### WORK INSTRUCTIONS
Copy the records below exactly, leaving out every picture.

──────── TASK INPUT

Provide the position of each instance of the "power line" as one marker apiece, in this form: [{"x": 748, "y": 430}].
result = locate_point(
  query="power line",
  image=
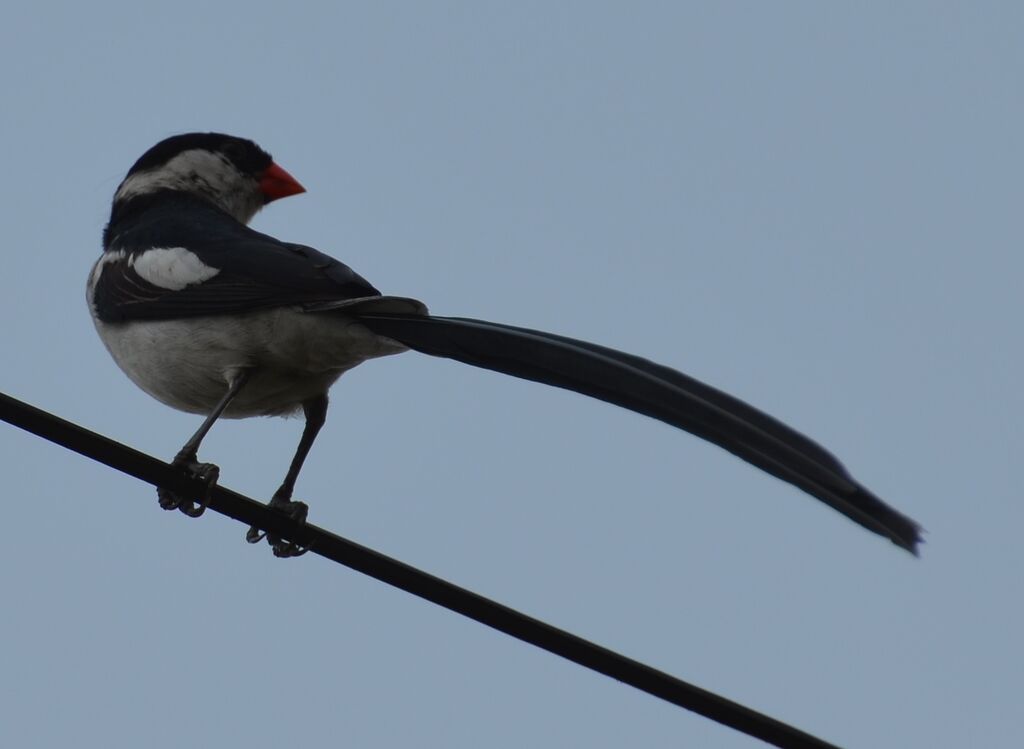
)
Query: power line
[{"x": 392, "y": 572}]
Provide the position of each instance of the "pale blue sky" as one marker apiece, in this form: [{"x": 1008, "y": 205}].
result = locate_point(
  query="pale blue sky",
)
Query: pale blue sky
[{"x": 814, "y": 206}]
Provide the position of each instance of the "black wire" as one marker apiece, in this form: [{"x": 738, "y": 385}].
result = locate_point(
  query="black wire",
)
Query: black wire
[{"x": 410, "y": 579}]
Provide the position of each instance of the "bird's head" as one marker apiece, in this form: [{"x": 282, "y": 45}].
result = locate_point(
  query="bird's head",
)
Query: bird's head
[{"x": 233, "y": 173}]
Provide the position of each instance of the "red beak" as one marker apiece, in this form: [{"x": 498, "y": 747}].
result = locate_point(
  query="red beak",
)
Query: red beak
[{"x": 275, "y": 183}]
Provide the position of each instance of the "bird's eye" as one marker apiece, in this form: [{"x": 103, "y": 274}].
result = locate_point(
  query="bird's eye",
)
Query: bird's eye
[{"x": 235, "y": 152}]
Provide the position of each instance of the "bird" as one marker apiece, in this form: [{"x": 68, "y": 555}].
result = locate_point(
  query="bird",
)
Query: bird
[{"x": 210, "y": 317}]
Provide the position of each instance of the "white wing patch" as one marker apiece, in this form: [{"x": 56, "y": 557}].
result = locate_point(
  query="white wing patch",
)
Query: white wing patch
[{"x": 172, "y": 267}]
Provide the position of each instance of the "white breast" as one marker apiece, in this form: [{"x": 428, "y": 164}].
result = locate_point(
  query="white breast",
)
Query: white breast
[{"x": 293, "y": 356}]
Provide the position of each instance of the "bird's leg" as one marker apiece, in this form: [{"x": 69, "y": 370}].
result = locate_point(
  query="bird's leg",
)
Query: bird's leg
[
  {"x": 315, "y": 412},
  {"x": 187, "y": 457}
]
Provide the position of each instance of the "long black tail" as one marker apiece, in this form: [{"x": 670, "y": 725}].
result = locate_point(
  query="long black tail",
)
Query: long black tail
[{"x": 655, "y": 390}]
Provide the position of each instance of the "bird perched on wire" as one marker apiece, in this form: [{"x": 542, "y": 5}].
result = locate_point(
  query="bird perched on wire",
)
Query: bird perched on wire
[{"x": 211, "y": 317}]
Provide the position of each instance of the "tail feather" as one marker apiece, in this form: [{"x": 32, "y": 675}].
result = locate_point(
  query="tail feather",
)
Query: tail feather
[{"x": 655, "y": 390}]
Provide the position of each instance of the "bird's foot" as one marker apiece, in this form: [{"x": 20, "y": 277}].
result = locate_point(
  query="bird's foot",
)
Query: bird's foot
[
  {"x": 296, "y": 511},
  {"x": 206, "y": 472}
]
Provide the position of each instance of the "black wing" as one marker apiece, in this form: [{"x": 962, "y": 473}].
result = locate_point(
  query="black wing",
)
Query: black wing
[{"x": 245, "y": 269}]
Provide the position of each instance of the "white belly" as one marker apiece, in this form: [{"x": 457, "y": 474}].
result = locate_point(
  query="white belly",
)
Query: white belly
[{"x": 293, "y": 356}]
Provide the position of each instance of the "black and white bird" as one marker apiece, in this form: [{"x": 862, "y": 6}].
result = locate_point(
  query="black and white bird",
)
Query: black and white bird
[{"x": 212, "y": 318}]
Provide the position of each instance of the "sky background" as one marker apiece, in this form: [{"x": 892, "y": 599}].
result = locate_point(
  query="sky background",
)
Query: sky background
[{"x": 813, "y": 206}]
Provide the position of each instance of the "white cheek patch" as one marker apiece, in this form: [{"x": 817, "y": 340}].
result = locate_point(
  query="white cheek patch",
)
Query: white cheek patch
[{"x": 172, "y": 267}]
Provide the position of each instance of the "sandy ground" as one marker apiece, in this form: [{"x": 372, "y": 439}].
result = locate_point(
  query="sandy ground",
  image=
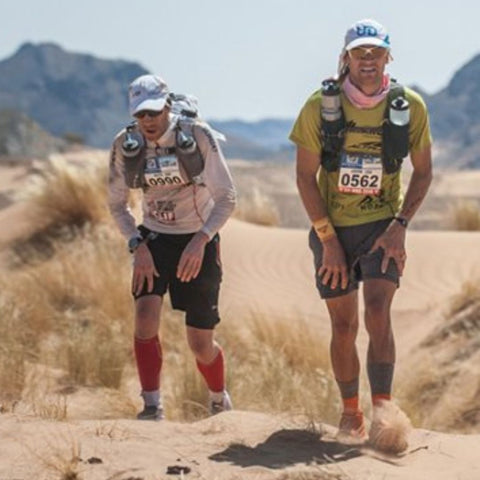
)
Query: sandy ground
[{"x": 268, "y": 271}]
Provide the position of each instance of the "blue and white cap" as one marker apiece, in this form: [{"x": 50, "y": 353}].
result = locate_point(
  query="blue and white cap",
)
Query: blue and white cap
[
  {"x": 148, "y": 92},
  {"x": 366, "y": 32}
]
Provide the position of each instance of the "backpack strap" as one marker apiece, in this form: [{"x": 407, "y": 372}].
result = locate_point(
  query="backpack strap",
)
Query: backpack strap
[{"x": 395, "y": 138}]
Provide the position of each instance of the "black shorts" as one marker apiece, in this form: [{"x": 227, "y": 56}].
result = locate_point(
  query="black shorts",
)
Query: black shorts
[
  {"x": 356, "y": 242},
  {"x": 198, "y": 298}
]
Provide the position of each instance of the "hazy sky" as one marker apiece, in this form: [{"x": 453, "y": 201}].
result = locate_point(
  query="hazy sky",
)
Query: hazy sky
[{"x": 249, "y": 59}]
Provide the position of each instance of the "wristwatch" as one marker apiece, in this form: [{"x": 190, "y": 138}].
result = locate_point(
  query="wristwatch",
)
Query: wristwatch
[
  {"x": 134, "y": 243},
  {"x": 402, "y": 221}
]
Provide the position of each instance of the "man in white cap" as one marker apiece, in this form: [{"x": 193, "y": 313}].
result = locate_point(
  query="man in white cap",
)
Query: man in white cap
[
  {"x": 188, "y": 194},
  {"x": 354, "y": 133}
]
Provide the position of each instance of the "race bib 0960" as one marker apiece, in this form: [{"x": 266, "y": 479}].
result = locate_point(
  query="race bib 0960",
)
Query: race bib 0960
[{"x": 163, "y": 171}]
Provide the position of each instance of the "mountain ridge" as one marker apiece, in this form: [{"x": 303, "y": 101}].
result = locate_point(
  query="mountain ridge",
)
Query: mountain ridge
[{"x": 80, "y": 94}]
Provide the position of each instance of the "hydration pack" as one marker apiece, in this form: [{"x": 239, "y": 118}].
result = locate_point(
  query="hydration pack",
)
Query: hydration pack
[
  {"x": 395, "y": 134},
  {"x": 133, "y": 145}
]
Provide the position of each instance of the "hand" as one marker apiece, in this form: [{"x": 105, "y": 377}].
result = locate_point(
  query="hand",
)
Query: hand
[
  {"x": 143, "y": 269},
  {"x": 192, "y": 258},
  {"x": 334, "y": 265},
  {"x": 392, "y": 241}
]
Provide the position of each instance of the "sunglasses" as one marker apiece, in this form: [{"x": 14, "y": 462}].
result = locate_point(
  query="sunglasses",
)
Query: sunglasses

────────────────

### EXERCISE ANSWER
Provide the position of each instance of the "power line" as one marker apiece, in this form: [{"x": 748, "y": 430}].
result = locate_point(
  query="power line",
  image=
)
Query: power line
[{"x": 392, "y": 572}]
Provide the position of each instance of the "pale blue sky" as one marker apiece, in this form: [{"x": 1008, "y": 205}].
result = locate_point(
  query="pale blue sky",
)
Query: pale blue sky
[{"x": 814, "y": 206}]
Provide the position of each instance of the "black wire" as one marker apiece, in this form: [{"x": 738, "y": 385}].
result = locate_point(
  query="black wire",
)
Query: black wire
[{"x": 410, "y": 579}]
Provide the position of each instance of the "bird's head" as one marker apiece, in this form: [{"x": 282, "y": 45}].
result = locate_point(
  query="bird's head",
)
Query: bird's head
[{"x": 233, "y": 173}]
Provide the position of each instance of the "red beak" as one marker apiece, in this form: [{"x": 498, "y": 747}].
result = locate_point(
  query="red beak",
)
Query: red beak
[{"x": 275, "y": 183}]
Provide the position of each instance of the "bird's eye" as one marker apiece, in this form: [{"x": 103, "y": 274}].
result = locate_point(
  query="bird's eye",
)
Query: bird's eye
[{"x": 235, "y": 152}]
Provide the position of each instance of the "bird" as one marker apiece, in this form: [{"x": 68, "y": 555}].
result = locate_point(
  query="bird",
)
Query: bird
[{"x": 210, "y": 317}]
Provide the position of each instance of the "white wing patch" as one marker apiece, in this form: [{"x": 56, "y": 557}].
result = locate_point(
  query="white wing patch",
)
Query: white wing patch
[{"x": 172, "y": 267}]
Provide the position of each instance of the "white breast" as one marker apiece, in this form: [{"x": 428, "y": 164}].
result = locate_point(
  query="white breast",
)
Query: white breast
[{"x": 293, "y": 356}]
Provide the position of each instance of the "bird's leg" as one marker apiece, in this form: [{"x": 69, "y": 370}].
result = locate_point(
  query="bird's leg",
)
Query: bird's leg
[
  {"x": 315, "y": 412},
  {"x": 187, "y": 457}
]
Provide the position of each instance of the "long black tail" as one marker apiece, in this form: [{"x": 670, "y": 725}].
result = locate_point(
  query="long black tail",
)
Query: long black tail
[{"x": 655, "y": 390}]
Provide the position of each instance of the "bird perched on wire" as one marker apiece, in this form: [{"x": 542, "y": 5}].
result = locate_point(
  query="bird perched on wire",
)
Query: bird perched on wire
[{"x": 211, "y": 317}]
Provide the position of each instance of the "tail feather" as one marker apiece, in this form: [{"x": 32, "y": 675}].
result = locate_point(
  query="tail feather",
)
Query: tail feather
[{"x": 655, "y": 390}]
Provide the position of each instance of the "bird's foot" as one marker apiece, in this form: [{"x": 20, "y": 277}].
result = locate_point(
  query="bird's foot",
)
Query: bird's foot
[
  {"x": 296, "y": 511},
  {"x": 206, "y": 472}
]
Provide the position of each instance of the "black wing" as one marker apiece, in this form: [{"x": 962, "y": 473}].
result = locate_point(
  query="black wing",
)
Query: black wing
[{"x": 245, "y": 269}]
Provide the position of each instance of the "white belly" as one marker apiece, in this form: [{"x": 457, "y": 474}].
result = locate_point(
  query="white belly",
)
Query: white belly
[{"x": 293, "y": 356}]
Provide the position of each instance of the "black and white bird" as one marker apiece, in this form: [{"x": 862, "y": 6}].
result = locate_point(
  query="black and white bird",
)
Query: black and white bird
[{"x": 212, "y": 318}]
Provide the position of each instance of the "sky background" as one marker apiece, in this form: [{"x": 892, "y": 599}].
result = locate_point(
  query="sky background",
)
Query: sky background
[{"x": 813, "y": 206}]
Provide the position of each instance of the "white cheek patch" as one marker apiece, in this form: [{"x": 817, "y": 340}].
result = locate_point(
  query="white cheek patch",
)
Query: white cheek patch
[{"x": 172, "y": 267}]
Provide the position of each instance of the "sandy ground" as one marker apiece, in this form: [{"x": 372, "y": 439}].
result = locate_point(
  query="sandy ground",
  image=
)
Query: sandy ground
[{"x": 268, "y": 271}]
Provide the position of each instance of the "blue and white cap" as one marker apiece, in this form: [{"x": 50, "y": 353}].
result = locate_point(
  query="blue and white cap",
)
Query: blue and white cap
[
  {"x": 148, "y": 92},
  {"x": 366, "y": 32}
]
Provide the position of each instance of the "backpack strap" as one marker apiece, in this form: [{"x": 407, "y": 372}].
result = locate_point(
  query="backpack strap",
)
Query: backpack strap
[{"x": 395, "y": 138}]
Provide the position of each instance of the "black shorts" as one marker apiece, in this form: [{"x": 227, "y": 56}].
result = locate_point(
  query="black shorts",
)
Query: black shorts
[
  {"x": 356, "y": 242},
  {"x": 198, "y": 298}
]
Provide the position of each instance of the "hazy sky" as one marker apiece, in this form: [{"x": 453, "y": 201}].
result = locate_point(
  query="hazy sky",
)
Query: hazy sky
[{"x": 249, "y": 59}]
Provide the position of each instance of the "wristwatch" as one marker apiece, in this form: [{"x": 190, "y": 138}].
result = locate_point(
  query="wristwatch",
)
Query: wristwatch
[
  {"x": 134, "y": 243},
  {"x": 402, "y": 221}
]
Provide the position of each instance of the "man in white cap" as one marker apiece, in this form: [{"x": 193, "y": 313}].
result = locate_point(
  query="man in white cap",
)
Query: man in white cap
[
  {"x": 188, "y": 194},
  {"x": 354, "y": 133}
]
Provide the position of each instance of the "race bib 0960" as one marker apiece, in this form: [{"x": 266, "y": 479}].
result = locate_point(
  query="race bib 0960",
)
Query: race bib 0960
[{"x": 163, "y": 171}]
Provide the position of each instance of the "mountain ridge" as one marker apiece, in this form: [{"x": 303, "y": 101}].
result = locate_point(
  query="mountain ridge",
)
Query: mountain ridge
[{"x": 80, "y": 94}]
Provide the position of each instance of the "hydration pack" as one marker apiece, in this form: [{"x": 239, "y": 118}].
result = locate_point(
  query="hydration pack",
)
Query: hydration pack
[
  {"x": 395, "y": 134},
  {"x": 133, "y": 145}
]
Provide the position of each instance of the "hand" as one marker apiece, in this form: [{"x": 105, "y": 377}].
result = locate_point(
  query="hand",
)
Query: hand
[
  {"x": 143, "y": 269},
  {"x": 192, "y": 258},
  {"x": 334, "y": 265},
  {"x": 392, "y": 241}
]
Provide the position of each instance of the "sunglasses" as one marker apiece, in this form: [{"x": 14, "y": 462}].
result = locate_point(
  query="sunglasses",
)
Query: sunglasses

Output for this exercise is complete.